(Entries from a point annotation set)
──────
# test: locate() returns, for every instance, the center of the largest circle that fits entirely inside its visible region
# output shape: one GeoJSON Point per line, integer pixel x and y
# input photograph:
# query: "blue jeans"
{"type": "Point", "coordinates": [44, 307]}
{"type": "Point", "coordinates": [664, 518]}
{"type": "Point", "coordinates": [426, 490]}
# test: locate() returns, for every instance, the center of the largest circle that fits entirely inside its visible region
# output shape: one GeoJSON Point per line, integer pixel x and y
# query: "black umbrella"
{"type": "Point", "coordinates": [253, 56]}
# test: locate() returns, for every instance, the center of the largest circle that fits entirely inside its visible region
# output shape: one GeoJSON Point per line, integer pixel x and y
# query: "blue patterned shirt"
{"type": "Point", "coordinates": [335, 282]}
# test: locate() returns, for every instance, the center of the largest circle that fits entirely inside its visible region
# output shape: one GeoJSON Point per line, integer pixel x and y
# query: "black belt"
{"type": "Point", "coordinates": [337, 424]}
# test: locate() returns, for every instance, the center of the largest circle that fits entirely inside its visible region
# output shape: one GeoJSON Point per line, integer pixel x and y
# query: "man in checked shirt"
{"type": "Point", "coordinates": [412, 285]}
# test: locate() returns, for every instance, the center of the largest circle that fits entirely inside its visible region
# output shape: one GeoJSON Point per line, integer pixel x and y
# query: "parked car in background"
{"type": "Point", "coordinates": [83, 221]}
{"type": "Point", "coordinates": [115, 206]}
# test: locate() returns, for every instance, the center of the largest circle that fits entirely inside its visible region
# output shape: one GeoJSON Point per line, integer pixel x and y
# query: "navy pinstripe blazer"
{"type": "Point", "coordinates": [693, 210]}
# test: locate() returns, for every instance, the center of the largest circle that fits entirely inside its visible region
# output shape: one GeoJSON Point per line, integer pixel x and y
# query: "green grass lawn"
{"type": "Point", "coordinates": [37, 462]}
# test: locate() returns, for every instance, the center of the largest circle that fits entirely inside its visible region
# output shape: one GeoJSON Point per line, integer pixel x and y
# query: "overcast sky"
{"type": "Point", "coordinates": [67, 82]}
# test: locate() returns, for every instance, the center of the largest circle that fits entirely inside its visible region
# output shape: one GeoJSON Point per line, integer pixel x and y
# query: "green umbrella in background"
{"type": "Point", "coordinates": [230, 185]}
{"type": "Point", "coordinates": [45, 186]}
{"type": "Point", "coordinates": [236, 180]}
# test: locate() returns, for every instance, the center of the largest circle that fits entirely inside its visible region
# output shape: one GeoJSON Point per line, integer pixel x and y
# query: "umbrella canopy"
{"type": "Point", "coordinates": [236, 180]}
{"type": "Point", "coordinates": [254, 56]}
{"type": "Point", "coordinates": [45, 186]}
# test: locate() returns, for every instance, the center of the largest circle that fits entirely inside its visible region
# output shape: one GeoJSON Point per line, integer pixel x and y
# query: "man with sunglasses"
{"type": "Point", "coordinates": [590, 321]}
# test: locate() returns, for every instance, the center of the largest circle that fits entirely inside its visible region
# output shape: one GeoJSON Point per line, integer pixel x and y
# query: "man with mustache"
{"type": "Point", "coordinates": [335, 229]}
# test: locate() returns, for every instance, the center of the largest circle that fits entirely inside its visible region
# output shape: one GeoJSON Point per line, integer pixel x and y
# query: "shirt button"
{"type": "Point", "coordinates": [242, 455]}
──────
(WHAT IS NEEDED)
Count the lines of the listing above that contain the word "black", where uppercase and lowercase count as different. Reply with the number only.

(FULL RESPONSE)
2